__Problem__. Copy every one of the records below word for word, line by line.

** start **

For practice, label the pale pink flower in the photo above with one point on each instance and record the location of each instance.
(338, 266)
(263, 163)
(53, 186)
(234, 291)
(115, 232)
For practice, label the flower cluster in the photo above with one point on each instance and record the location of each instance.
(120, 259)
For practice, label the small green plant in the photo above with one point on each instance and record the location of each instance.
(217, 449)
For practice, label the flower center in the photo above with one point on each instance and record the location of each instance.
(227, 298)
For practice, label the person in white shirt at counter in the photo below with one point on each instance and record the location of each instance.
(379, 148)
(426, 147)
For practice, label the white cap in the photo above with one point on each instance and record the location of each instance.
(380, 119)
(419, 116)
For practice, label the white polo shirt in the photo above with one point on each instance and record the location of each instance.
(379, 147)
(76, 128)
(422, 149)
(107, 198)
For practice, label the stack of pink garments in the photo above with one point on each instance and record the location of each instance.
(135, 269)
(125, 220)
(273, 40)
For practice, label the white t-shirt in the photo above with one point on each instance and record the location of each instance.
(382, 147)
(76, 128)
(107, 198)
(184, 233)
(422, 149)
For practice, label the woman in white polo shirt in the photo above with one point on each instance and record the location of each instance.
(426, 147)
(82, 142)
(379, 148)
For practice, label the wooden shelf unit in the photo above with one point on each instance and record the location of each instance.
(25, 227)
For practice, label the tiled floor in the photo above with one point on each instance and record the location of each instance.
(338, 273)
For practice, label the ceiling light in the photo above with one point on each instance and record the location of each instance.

** end **

__Exercise output__.
For practice, label the pale pink flower in the photo above with one point on each instance and record the location of each instance.
(338, 266)
(263, 163)
(53, 186)
(234, 291)
(115, 232)
For practice, label the flower cluster in the photo above with one point on each instance and record the location of each instance.
(120, 259)
For practice, label the small green plant in the photo above with one point on each instance and record the location of each instance.
(217, 449)
For practice, label the flower center in the photo above with one point on each instance and record the location of each instance.
(227, 298)
For practice, label the person in white shirt at counter in the photo below with one point on each instance and record the location of each instance.
(379, 148)
(426, 147)
For practice, label the white cap in the photo above with one point on each instance and record the location of each instance.
(380, 119)
(419, 116)
For practice, label the white polo shirt in the photo above with one point on each instance and record the location of each instance.
(379, 147)
(76, 128)
(422, 149)
(107, 198)
For practice, label the stack of pink garments in the photo above with one point on each instance and record the location of each instance.
(135, 269)
(125, 220)
(273, 40)
For practice, label the white t-shirt in the photo above with one point on each instance and record the location of each instance.
(382, 147)
(76, 128)
(107, 198)
(184, 233)
(422, 149)
For practice, label the woman in white polo shirt in the photo above with one point on each instance and record the location of each instance.
(426, 147)
(82, 142)
(379, 148)
For practice, label the wooden shelf unit in the photo above with one point on each instance and record the location of each instance.
(25, 227)
For practice, label the tiled floor in the photo above with one point on each instance and record the location of each instance.
(338, 273)
For practice, label the ceiling light in the photo above with one point on each instance and record the location of each instance.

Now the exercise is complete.